## EXERCISE DETAILS
Put the items below, from the line containing "of the colored" through the line containing "column 653, row 207", into a JSON list of strings with one string per line, omitting blank lines.

Coordinate annotation records
▼

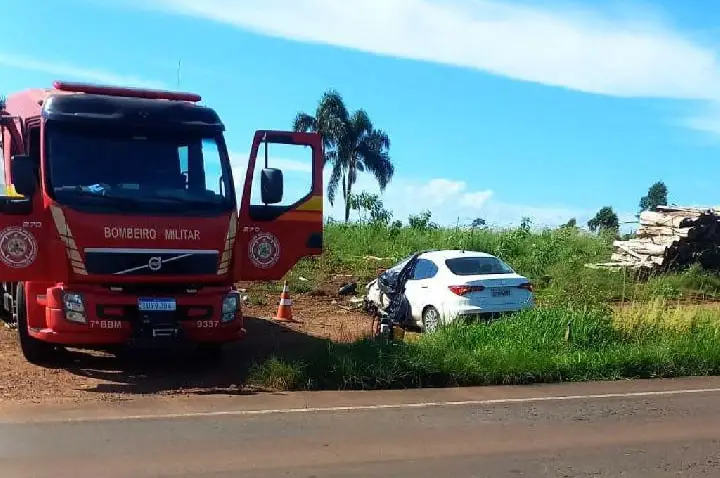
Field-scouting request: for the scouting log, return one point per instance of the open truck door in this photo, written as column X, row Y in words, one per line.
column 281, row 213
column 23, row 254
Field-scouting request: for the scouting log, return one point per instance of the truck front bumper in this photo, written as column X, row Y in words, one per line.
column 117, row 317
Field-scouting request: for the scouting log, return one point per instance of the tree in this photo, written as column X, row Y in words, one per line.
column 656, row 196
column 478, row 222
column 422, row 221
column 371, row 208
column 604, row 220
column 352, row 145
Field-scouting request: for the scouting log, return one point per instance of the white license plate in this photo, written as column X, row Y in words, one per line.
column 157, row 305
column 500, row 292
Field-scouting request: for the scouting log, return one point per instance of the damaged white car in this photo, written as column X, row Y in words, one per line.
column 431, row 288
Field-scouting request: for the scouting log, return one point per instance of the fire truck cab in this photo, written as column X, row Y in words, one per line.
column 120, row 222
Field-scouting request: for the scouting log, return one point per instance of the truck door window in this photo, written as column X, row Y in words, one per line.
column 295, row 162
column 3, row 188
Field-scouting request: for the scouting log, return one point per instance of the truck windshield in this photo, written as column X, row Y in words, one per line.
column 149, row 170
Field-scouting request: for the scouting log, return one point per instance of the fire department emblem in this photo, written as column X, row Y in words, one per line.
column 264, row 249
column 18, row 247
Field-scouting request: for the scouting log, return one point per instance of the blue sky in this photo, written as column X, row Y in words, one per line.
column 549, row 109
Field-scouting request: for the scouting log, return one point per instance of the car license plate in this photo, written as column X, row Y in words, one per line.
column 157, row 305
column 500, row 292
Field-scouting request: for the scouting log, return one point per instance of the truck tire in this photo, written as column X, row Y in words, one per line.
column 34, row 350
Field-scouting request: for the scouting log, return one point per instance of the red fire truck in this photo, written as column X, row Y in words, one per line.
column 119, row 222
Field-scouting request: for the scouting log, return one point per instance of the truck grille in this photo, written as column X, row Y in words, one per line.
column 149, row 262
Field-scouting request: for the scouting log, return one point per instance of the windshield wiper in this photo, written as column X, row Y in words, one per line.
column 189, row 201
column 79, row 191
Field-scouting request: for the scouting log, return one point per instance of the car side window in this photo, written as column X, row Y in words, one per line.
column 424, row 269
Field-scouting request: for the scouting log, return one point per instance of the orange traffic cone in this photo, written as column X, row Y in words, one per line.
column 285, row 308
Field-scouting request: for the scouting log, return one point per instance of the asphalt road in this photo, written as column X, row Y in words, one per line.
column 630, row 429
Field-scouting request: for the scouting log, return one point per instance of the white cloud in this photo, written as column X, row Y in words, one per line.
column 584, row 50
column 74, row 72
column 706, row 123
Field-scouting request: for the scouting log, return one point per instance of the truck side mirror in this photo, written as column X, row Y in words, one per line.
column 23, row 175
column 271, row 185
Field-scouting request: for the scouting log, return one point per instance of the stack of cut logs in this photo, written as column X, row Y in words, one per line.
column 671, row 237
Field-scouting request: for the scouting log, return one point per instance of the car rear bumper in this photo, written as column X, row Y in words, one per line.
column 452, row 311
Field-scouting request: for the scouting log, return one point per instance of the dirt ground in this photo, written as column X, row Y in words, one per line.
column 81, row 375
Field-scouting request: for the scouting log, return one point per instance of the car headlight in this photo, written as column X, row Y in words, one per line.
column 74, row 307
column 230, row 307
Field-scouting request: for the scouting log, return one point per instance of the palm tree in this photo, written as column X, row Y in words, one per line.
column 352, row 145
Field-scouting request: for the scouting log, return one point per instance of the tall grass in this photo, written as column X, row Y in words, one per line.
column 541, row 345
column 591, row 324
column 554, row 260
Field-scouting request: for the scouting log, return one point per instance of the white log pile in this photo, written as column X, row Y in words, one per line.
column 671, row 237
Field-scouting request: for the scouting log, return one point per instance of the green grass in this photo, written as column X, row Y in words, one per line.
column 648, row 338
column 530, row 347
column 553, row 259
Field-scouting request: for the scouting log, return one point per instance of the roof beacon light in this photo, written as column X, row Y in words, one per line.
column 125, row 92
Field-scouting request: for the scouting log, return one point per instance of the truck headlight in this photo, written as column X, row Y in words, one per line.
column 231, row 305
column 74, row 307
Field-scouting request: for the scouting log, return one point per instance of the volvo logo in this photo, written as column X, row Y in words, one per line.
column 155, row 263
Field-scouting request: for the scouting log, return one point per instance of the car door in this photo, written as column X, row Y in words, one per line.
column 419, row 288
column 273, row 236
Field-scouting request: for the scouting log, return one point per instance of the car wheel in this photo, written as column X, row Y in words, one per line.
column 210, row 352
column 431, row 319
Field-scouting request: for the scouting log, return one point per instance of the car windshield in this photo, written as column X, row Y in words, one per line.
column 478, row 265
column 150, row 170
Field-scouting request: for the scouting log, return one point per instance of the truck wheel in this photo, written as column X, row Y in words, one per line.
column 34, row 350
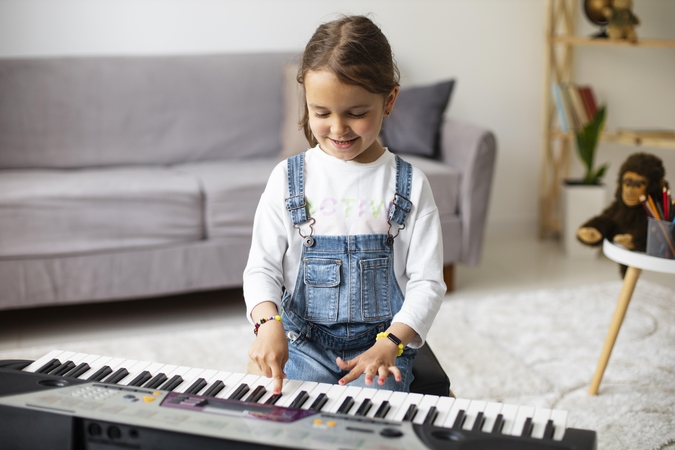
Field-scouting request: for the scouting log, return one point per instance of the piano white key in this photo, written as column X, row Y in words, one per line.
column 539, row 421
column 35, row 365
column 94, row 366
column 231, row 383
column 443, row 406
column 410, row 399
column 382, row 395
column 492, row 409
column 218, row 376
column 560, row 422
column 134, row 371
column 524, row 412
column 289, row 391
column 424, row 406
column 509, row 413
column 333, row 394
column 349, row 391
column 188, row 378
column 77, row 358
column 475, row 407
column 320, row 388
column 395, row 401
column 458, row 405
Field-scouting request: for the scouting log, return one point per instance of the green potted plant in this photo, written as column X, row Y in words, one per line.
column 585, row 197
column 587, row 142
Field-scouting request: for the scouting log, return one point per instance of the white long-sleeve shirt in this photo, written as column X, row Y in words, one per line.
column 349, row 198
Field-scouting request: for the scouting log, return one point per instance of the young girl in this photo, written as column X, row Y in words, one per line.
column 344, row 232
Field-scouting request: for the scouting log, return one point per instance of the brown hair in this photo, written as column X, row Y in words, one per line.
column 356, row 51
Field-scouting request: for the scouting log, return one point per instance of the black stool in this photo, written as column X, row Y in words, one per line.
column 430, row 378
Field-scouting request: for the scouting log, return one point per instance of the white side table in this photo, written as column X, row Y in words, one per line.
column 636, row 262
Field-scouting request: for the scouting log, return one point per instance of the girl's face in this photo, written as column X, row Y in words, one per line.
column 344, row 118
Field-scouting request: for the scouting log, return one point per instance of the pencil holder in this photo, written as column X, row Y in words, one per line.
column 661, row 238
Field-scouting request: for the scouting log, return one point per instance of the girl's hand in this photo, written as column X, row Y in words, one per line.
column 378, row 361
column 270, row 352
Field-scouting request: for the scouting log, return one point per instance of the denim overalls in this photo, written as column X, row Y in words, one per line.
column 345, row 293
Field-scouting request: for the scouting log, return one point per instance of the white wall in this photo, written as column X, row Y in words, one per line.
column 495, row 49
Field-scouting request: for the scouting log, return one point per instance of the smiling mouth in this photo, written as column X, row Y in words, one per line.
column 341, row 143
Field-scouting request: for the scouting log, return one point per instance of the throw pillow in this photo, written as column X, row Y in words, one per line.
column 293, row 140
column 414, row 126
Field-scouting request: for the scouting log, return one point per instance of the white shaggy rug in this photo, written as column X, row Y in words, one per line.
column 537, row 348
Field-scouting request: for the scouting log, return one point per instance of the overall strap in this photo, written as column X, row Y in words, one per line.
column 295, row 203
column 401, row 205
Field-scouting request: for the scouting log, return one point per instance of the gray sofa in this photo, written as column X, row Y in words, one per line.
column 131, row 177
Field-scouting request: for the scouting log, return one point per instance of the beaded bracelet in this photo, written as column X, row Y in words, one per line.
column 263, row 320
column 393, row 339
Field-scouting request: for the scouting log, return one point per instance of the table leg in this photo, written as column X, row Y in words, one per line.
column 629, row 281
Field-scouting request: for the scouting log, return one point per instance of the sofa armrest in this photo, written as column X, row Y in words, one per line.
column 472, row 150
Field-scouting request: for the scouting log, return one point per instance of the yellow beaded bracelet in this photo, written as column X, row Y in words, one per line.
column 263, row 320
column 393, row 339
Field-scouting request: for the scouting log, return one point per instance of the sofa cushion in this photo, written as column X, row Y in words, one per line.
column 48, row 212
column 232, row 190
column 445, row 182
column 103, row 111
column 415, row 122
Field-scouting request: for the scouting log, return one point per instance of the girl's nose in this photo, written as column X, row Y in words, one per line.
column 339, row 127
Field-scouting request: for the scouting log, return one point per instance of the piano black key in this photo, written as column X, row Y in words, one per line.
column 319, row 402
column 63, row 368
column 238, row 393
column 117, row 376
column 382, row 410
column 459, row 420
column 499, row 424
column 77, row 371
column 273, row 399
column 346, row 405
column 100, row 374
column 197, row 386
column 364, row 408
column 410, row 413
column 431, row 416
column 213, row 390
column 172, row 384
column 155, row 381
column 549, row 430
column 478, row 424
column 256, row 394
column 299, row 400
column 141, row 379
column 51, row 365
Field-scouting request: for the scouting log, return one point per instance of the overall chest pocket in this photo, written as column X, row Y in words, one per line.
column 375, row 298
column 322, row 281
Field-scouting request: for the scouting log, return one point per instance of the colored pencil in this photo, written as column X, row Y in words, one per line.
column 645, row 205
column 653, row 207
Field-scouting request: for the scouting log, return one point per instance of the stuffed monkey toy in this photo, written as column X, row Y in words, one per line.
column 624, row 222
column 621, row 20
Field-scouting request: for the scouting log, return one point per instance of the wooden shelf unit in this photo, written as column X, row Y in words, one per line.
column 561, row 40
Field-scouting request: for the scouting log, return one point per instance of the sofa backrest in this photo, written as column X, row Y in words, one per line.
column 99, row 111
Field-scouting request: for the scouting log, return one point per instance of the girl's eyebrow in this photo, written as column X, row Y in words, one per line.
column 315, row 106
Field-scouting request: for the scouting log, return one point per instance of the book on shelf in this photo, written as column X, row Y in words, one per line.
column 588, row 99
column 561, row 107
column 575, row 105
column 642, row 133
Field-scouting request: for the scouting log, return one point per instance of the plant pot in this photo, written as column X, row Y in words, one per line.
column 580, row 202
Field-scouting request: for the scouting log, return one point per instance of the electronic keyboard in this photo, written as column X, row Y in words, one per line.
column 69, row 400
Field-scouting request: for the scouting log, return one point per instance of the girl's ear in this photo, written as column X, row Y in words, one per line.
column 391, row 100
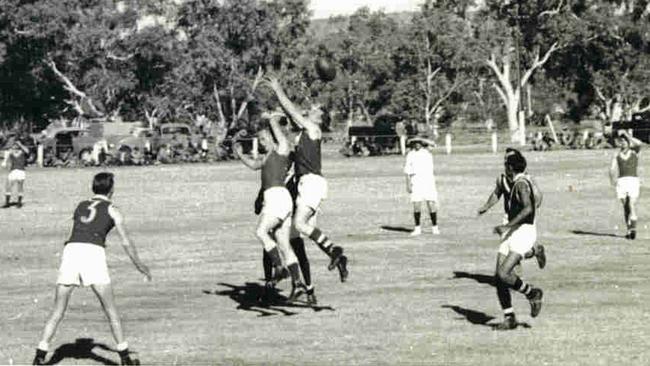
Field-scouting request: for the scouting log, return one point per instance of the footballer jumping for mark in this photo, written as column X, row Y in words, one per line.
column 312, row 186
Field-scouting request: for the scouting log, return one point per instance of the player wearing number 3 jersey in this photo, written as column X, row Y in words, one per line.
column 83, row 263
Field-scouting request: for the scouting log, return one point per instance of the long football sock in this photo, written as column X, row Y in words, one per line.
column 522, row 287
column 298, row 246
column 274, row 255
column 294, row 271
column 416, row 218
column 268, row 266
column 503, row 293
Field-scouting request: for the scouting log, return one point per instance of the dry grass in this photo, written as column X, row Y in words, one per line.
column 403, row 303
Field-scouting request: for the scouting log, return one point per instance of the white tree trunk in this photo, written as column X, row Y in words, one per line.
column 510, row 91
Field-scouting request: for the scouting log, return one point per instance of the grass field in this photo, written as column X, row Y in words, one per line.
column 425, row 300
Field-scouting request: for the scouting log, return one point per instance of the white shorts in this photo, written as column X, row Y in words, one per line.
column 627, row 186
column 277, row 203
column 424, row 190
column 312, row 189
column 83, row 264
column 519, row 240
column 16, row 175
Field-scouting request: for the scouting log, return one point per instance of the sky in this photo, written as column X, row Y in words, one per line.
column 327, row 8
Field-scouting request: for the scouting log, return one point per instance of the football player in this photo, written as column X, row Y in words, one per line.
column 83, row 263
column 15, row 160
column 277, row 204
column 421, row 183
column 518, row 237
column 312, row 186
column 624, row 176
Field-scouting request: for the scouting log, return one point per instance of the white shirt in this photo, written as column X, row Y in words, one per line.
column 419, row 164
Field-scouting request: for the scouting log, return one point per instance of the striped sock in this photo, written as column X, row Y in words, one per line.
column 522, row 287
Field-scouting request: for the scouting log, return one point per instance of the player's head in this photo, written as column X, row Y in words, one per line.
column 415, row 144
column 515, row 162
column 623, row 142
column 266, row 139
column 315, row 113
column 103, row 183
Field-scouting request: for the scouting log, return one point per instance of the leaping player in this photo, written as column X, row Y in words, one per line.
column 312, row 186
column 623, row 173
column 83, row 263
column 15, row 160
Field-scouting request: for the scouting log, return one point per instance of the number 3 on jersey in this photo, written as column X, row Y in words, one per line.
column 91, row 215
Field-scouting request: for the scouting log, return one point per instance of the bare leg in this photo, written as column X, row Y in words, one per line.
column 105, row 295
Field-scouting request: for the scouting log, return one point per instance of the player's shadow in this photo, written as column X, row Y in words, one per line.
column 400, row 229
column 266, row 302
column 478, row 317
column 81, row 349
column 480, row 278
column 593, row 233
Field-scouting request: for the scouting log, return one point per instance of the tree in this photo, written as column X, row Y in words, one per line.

▲

## REPLY
[
  "Field-scouting request: for the scouting log, return one point per instance of the colored pencil in this photo, written as column X, row Y in words, one per line.",
  "column 645, row 205",
  "column 653, row 207"
]